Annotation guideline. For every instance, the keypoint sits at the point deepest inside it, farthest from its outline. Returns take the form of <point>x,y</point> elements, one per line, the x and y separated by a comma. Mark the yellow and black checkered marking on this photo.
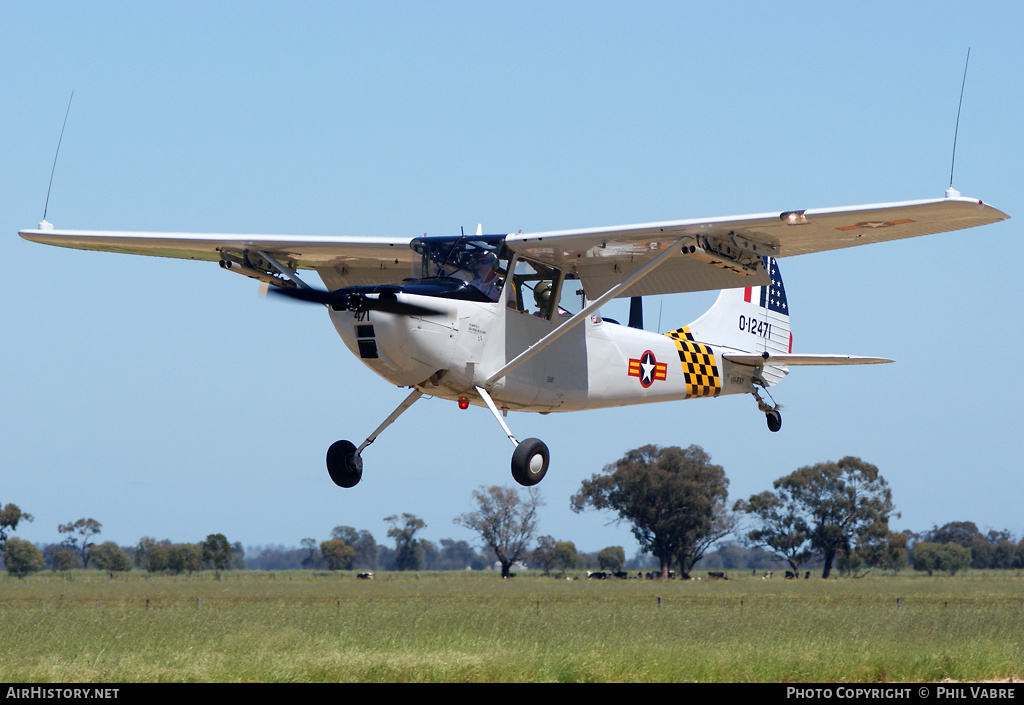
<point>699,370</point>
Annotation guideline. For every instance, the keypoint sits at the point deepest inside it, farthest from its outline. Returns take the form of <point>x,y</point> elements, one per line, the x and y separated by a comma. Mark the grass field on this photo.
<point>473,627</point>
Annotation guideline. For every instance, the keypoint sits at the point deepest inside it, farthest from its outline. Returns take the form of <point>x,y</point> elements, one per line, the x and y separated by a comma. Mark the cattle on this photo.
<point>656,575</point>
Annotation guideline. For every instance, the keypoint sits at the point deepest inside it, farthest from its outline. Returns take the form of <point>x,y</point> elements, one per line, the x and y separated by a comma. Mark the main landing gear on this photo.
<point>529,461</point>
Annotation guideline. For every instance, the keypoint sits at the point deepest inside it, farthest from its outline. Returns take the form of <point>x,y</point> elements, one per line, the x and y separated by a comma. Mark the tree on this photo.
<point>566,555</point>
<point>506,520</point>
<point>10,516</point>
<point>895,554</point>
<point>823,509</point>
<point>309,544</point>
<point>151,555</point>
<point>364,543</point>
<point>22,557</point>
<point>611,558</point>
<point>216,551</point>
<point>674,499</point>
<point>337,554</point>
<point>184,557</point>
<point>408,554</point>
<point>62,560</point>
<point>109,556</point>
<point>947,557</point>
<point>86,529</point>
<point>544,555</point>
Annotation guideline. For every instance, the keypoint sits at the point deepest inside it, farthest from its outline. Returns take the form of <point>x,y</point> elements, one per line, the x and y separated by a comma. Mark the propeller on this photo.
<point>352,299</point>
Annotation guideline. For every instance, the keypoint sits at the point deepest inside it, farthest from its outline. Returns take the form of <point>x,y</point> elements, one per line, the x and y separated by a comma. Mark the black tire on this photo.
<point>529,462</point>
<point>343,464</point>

——

Problem details ▸ Give the entries above again, exactly as written and free of images.

Response area ▸
Annotation guideline. For every instance, the keypoint sits at the point deepest inside it, farthest from its outline. Returns take the form of <point>x,y</point> elements, one per line, the x and y separated by a comma. Mark the yellow and black checkered marking on this photo.
<point>699,370</point>
Annotation guideline. For every instance, the keypoint sits at the point deepest inside it, farthest from its outline. Returns take the form of <point>x,y</point> elements, one per line, the x and y separated by a comma. Mark the grass field on this photo.
<point>473,627</point>
Annotation guideline. For every instance, the keypoint sits at the point deepest inside it, farthest from its outline. Returns take the form of <point>x,y</point> elements, one per line, the x and y separated by a comma. Mark the cattle on this photo.
<point>656,575</point>
Annotation guideline. For every instance, the keypoint sits at the point deepest inside it, farthest from its outline. Returns take the form of <point>x,y</point> elements, one per line, the x and y separated by a comma. Mark the main landing gear on this photo.
<point>529,461</point>
Annotation guideline. For every instance, the keypoint sits at the point deepest inside it, farthest from its outline. Returns take the form of <point>x,y</point> elements, one per line, the x and y separated by a comma. Mark the tree on this photo.
<point>566,555</point>
<point>506,520</point>
<point>10,516</point>
<point>895,554</point>
<point>823,509</point>
<point>309,544</point>
<point>151,555</point>
<point>364,543</point>
<point>22,557</point>
<point>611,558</point>
<point>216,551</point>
<point>674,499</point>
<point>337,554</point>
<point>184,557</point>
<point>408,554</point>
<point>62,560</point>
<point>109,556</point>
<point>947,557</point>
<point>86,529</point>
<point>544,555</point>
Annotation guideline. For every instance, the keypoint sits at the point deepest inside it, farthest from its outline. Returns take the form of <point>x,y</point> elements, one per line, the x and y separated by a comma. Mark the propeller on this photo.
<point>352,299</point>
Annotation guideline. For every instance, the keypoint sits at the point deepest inside it, farthest from its outline. Returns take the form of <point>x,y</point> elements, one per line, the x and y separated by a comma. Mark the black tire on this photo.
<point>529,462</point>
<point>343,464</point>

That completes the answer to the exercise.